THE TASKS ::
(1) Please give the entries as a Markdown table with the columns "Row" and "Line," running from the line with "Teacher note: locate the green" to the last line of the entries, with blank lines left out.
(2) Carry the essay on Stoicism and the Four Noble Truths further, starting after its final sentence.

SELECTED EXCERPT ::
--------------------------------------------------

Saturday 17 November 2018

Stoicism and the Four Noble Truths

Over the last decade or so an alliance of sorts has formed between the modern Stoic movement and a variety of Buddhist popularizers, especially those influenced by the secular Buddhist movement. It has been noted that both Buddhists and Stoics sought 1) to quiet their desires and minds through various techniques, 2) to impose on themselves a strict simplicity in thought, word, and deed, and 3) to take hold of a super-ordinary freedom. This point of view has been put forth in articles, books, and videoes. While no one reasonable claims that the two are identical (that Zeno would have become Bikkhu Zeno upon hearing a sermon, or that the the Buddha, had he traveled to Greece, would have set up shop under the Stoa) it often seems to me that the similarity is overstated between these two venerable traditions. As an experiment of sorts, I decided to imagine what a Stoic would think of the Four Noble Truths of Buddhism—how we would react and respond to the essential tenets of Buddhism, that were supposedly the core message of the very first sermon the Buddha taught after his Awakening.

As a caveat, I should state that the varieties of Buddhist thought and practice are wildly complex and diverse. For the purposes of this paper I will try to stick to the oldest and simplest form of Buddhism, known as Theravada Buddhism. Similarly, it is not clear that all of the Stoics agreed upon basic topics like theology, cosmology, or even ethics. Stoicism certainly changed as it went from a philosophy discussed under the Athenian Stoa to the expression of pure Roman virtue (what the Romans called Latinas—Latin-ness) embodied in someone like Cato the Younger. Again, for the purpose of this essay, I will try to take the most basic from of Stoicism that has come down to us in the limited sources we have.

--------------------------------------------------

[Entries from a dataset]
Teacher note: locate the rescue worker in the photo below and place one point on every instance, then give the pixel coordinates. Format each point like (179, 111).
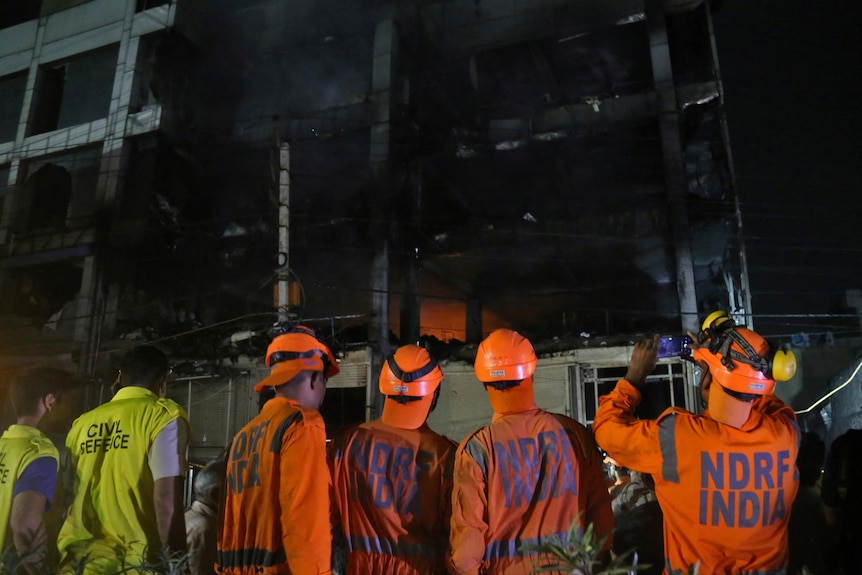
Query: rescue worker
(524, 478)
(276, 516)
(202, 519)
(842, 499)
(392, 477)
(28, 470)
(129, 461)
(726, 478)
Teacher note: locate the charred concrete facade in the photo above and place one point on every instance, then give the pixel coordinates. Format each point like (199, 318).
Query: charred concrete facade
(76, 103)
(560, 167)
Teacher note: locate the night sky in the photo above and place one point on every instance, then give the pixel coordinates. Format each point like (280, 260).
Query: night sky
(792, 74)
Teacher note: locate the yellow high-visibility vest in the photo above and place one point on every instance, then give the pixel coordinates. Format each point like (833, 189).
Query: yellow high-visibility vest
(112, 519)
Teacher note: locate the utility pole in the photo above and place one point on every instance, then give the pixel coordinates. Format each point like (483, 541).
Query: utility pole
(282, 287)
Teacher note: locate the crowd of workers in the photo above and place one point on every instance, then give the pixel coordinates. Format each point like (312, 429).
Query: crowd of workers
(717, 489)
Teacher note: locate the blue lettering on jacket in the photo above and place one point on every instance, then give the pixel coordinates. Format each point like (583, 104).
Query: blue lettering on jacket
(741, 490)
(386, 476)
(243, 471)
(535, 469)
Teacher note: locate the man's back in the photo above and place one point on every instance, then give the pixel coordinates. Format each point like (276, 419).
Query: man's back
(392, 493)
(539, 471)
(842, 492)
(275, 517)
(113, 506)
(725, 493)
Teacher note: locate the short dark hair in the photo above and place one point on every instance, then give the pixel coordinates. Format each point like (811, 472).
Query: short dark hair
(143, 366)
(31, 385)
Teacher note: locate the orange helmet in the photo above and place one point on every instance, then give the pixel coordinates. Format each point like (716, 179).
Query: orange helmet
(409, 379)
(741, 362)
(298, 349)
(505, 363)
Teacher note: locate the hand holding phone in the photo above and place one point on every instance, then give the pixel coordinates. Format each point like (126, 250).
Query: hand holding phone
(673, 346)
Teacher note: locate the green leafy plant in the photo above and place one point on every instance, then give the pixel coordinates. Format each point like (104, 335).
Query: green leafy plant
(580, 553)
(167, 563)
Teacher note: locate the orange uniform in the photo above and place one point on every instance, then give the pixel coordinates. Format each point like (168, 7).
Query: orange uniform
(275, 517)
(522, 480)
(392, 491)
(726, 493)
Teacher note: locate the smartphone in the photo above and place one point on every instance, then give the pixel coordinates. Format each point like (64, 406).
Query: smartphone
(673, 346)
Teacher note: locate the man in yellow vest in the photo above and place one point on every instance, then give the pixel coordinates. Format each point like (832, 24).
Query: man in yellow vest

--------------------------------------------------

ANSWERS ::
(1)
| Row | Line |
|---|---|
| 1 | Teacher note: locate the green leafy plant in the photo above and place one point on every instance, then give the pixel coordinates. Format each point like (104, 335). |
| 2 | Query: green leafy plant |
| 3 | (580, 553) |
| 4 | (167, 563) |
| 5 | Teacher note: locate the orange uniform in the photo above and place one point on every instance, then give the pixel coordinates. Format each point like (168, 7). |
| 6 | Query: orange uniform |
| 7 | (275, 517) |
| 8 | (522, 480) |
| 9 | (392, 491) |
| 10 | (726, 493) |
| 11 | Teacher note: locate the smartphone in the photo above and place one point on every instance, then give the pixel coordinates. Format each point like (64, 406). |
| 12 | Query: smartphone |
| 13 | (673, 346) |
| 14 | Teacher note: locate the man in yellow vest in the photo above and place one point on every instance, then give the pixel coordinates. Format each point like (832, 24). |
| 15 | Query: man in yellow vest |

(2)
    
With that caveat in mind, let us look at each of the Four Noble Truths in turn and see what a Stoic would have to say. The First Noble truth is that life is suffering or distressing. The word being translated (dukkha) is notoriously hard to translate with just one English word, but the idea is that life is indelibly marked by loss, change, unsatisfactoriness, and a lack of fulfillment. Buddhism is not claiming that life is never pleasant, or that we never experience happiness, because we surely do. But our pleasure and our happiness seem to be fleeting and momentary; our desire for more pleasure or better happiness is constantly thwarted by time and ability. At first blush a Stoic, I believe, would see in this claim a false value judgment. Life is all we have and everything we experience is experienced in the context of life. To claim that all of life is suffering is to make the claim that fate ought to be some other way. But perhaps a better understanding of the first Noble Truth is that life is suffering for the unenlightened, for all but the Stoic sage. If this is the case, then the Stoic practitioner would more or less agree. For most of us, life is experienced as unsatisfactory in many ways. So far, the two are in agreement.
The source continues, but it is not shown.